**COMPITO RICHIESTO**.
Ripeti fedelmente il passo del documento sulla comunità ebraica di Itri, a partire da "La ricercatrice ritiene" e proseguendo fino a "regalità e sacralità.".

**DOCUMENTO**.
-*-*-
Ad oggi non vi sono documenti e reperti archeologici che abbiano permesso di stabilire una specifica datazione, ma si spera possa essere identificata attraverso gli studi che la Supino ha intenzione di approfondire partendo da “Vico della Giudea” .
La ricercatrice ritiene che la piccola comunità ebraica garantisse alla popolazione itrana alcune attività artigianali, quali il lavoro nelle concerie, forse proprio nel rione la “Conceria,” dove partecipava alla produzione e trasformazione di pelli. La concia pregiata di pelli di animali cacher ( uccisi secondo le regole ebraiche) era usata per le pergamene su cui scrivere la Torà, o per altri documenti non ebraici.
La fertilità del terreno e la salubrità del clima, particolarmente adatte alla coltivazione dell’ olivo e della vite, favorirono, con ogni probabilità, l’interesse della Comunità in quest’area di produzione.
L’olivo per gli ebrei è sinonimo di pace, regalità e sacralità.
-*-*-
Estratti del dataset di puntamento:
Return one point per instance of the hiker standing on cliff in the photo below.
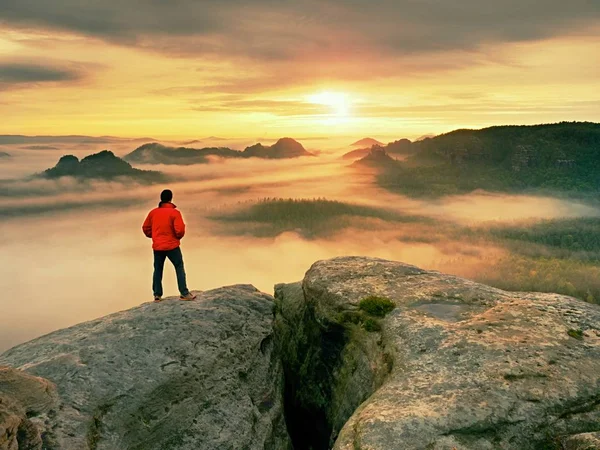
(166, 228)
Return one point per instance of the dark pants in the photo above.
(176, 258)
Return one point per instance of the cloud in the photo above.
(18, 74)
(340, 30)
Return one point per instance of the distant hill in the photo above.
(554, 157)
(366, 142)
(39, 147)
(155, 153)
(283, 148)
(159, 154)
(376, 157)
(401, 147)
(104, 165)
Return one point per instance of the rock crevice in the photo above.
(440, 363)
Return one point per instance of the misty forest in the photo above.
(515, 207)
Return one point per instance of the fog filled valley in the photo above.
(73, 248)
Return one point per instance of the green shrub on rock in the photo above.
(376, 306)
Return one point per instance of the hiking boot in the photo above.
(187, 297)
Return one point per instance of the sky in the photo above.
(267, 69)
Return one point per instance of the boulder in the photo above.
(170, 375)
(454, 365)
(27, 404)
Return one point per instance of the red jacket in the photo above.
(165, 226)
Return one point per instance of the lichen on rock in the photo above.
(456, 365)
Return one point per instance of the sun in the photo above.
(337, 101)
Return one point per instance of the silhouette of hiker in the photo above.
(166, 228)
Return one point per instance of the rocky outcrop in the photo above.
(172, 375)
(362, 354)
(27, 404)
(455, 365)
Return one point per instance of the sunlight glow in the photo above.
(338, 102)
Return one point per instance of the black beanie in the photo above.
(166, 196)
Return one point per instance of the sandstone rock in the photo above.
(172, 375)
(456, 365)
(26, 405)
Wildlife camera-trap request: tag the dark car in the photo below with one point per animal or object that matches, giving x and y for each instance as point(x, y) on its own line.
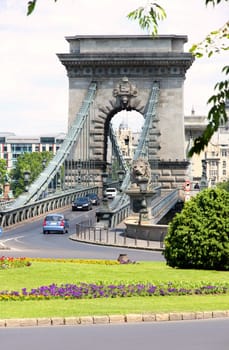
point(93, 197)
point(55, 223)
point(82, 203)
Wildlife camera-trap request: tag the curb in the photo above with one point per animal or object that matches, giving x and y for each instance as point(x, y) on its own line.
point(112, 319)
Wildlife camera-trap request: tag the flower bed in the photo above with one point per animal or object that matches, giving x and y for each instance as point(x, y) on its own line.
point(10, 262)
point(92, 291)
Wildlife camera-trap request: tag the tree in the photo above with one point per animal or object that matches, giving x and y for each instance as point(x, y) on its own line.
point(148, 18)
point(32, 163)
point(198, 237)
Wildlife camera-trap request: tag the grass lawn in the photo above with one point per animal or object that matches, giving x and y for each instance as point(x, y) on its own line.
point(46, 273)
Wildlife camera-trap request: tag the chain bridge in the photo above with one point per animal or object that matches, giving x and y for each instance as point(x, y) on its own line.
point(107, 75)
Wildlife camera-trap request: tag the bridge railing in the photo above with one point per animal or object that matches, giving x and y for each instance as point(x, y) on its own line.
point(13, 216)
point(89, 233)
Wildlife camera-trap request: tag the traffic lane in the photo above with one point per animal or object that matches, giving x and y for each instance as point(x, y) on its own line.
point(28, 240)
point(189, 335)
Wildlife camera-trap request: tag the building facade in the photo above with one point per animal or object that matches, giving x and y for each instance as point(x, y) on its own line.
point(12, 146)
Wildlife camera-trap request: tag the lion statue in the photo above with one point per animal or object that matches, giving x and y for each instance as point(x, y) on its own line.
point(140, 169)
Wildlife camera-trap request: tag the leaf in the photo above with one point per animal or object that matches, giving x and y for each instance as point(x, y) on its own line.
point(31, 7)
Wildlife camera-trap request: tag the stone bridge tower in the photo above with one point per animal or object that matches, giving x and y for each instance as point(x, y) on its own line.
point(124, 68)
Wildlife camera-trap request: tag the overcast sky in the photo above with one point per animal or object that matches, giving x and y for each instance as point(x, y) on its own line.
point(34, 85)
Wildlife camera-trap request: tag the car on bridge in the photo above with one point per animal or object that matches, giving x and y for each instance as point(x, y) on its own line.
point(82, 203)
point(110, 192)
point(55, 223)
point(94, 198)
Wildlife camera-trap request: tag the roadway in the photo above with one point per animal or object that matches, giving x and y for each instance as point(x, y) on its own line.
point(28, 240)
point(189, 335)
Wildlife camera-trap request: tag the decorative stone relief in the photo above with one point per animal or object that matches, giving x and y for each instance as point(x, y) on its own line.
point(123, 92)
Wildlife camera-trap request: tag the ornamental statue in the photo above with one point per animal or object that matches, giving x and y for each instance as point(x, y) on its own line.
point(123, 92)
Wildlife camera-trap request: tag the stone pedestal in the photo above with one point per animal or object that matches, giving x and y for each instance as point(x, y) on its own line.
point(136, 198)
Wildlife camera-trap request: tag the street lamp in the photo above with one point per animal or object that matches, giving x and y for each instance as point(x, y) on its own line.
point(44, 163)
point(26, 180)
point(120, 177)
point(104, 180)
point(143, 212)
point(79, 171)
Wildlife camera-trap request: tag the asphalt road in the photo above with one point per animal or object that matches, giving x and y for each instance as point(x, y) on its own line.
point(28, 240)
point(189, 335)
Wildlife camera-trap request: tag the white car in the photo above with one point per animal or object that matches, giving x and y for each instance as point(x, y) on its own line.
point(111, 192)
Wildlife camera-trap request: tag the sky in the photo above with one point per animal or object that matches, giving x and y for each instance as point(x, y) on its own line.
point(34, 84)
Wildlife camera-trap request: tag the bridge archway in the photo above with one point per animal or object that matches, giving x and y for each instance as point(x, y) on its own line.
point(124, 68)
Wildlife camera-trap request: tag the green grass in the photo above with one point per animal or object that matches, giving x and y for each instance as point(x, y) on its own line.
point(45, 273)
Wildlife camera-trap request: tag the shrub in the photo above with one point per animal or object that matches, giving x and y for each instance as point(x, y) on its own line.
-*-*-
**PROBLEMA RISOLTO**.
La ricercatrice ritiene che la piccola comunità ebraica garantisse alla popolazione itrana alcune attività artigianali, quali il lavoro nelle concerie, forse proprio nel rione la “Conceria,” dove partecipava alla produzione e trasformazione di pelli. La concia pregiata di pelli di animali cacher ( uccisi secondo le regole ebraiche) era usata per le pergamene su cui scrivere la Torà, o per altri documenti non ebraici.
La fertilità del terreno e la salubrità del clima, particolarmente adatte alla coltivazione dell’ olivo e della vite, favorirono, con ogni probabilità, l’interesse della Comunità in quest’area di produzione.
L’olivo per gli ebrei è sinonimo di pace, regalità e sacralità.